(Beginning of SOURCE PASSAGE)

With goods inflation currently running at 3-4%, the RBA believes this will subside as spending switches back to services post-pandemic, and supply chain disruptions ease. Lowe’s outlook is that while wages growth remains subdued at around 2.5%, Australia is unlikely to have an inflation problem.

Housing Supply Set To Slow Growth, But Migration Likely to Increase

One of the casualties of COVID has been the arrival of new Australians. Net overseas migration has swung from a consistent inflow of approximately 250k people per year to an estimated outflow of 70k to June 2021 according to government estimates. As borders reopen, these rates should improve, however as we found with the Delta outbreak, the future can be difficult to forecast.

Increased housing supply should begin to counter price rises in the year ahead, with dwelling approvals having surged since mid-2020, aided by the government’s HomeBuilder grant scheme. Westpac have estimated that this will see around 190-200k new dwellings in 2022.

Given lower migration rates, we will likely see higher vacancy rates in rental properties, reversing current trends of declining vacancies and increasing rents (outside of Melbourne).

Source: Westpac November Housing Pulse

Real Estate in Financial Markets

Looking at the ASX, the Real Estate Index (ASX: XRE) is up 19% year to date, similar to Westpac’s estimates on residential housing for the year.

If we maintain the understanding that inflation is transitory and not persistent, then the real estate sector will continue to benefit from the low-interest rate environment which has offered 8-12% annual returns throughout the cycle.

Moreover, UBS analysis shows that while the concerns over Evergrande has hit Chinese markets, it has not been a global concern.

Source: Global Real Estate Analyser UBS

The US market has delivered the strongest returns over the year as investors chased reopening trades on the back of a swift vaccine roll-out. The industrial-focused REITs have been the best performers as the pandemic accelerated the shift to online sales, and the need for higher inventory boosted demand for warehouse space.

Focusing on Australia, the preference from a UBS perspective is for the developers (Mirvac (ASX: MGR) and Stockland (ASX: SGP)) and fund managers, over office and mall REITs.

Listed REITs investing in core real estate sectors are trading at a discount to numerous recent transactions which prove market asset values. However, on a global basis, they are underweight Australia, preferring Europe and the UK given limited upside to price target objectives and the focus on Retail and Office within the Australian market.

(End of SOURCE PASSAGE)
(Beginning of DATASET CONTENT)

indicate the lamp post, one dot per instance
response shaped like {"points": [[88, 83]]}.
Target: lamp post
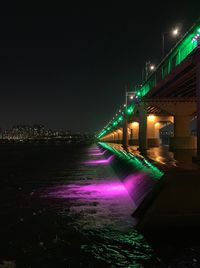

(End of DATASET CONTENT)

YOUR TASKS:
- A) List every ASX code that appears in the passage on the Australian property market, together with the name the passage pairs with each one.
- B) Continue the passage on the Australian property market from the point where it stops.

ANSWERS TO THE EXERCISE:
- A)
XRE: Real Estate Index
MGR: Mirvac
SGP: Stockland

- B)
Safe as Houses?

Reopening has seen consumers return to physical retail after months of online shopping.

While we’re missing the tourist dollar, domestic demand is filling the gap, though it would be a mistake to think all is back to normal.

Citibank looked at Google’s mobility indices in 14 cities which have reopened following lockdowns – as restrictions have eased, mobility has increased sharply, with malls rebounding faster than the office, though both indices remain well below pre-lockdown levels.

Grocery and pharmacy mobility have proven much more resilient globally, although Sydney and Melbourne have been notable laggards. Retail and workplace mobility are currently down 20% across their sample, despite many cities not having been in lockdowns for months.

That global experience suggests that investors should expect the subdued recovery in mobility within Sydney and Melbourne will continue and the re-opening trade may have overextended itself in certain sectors.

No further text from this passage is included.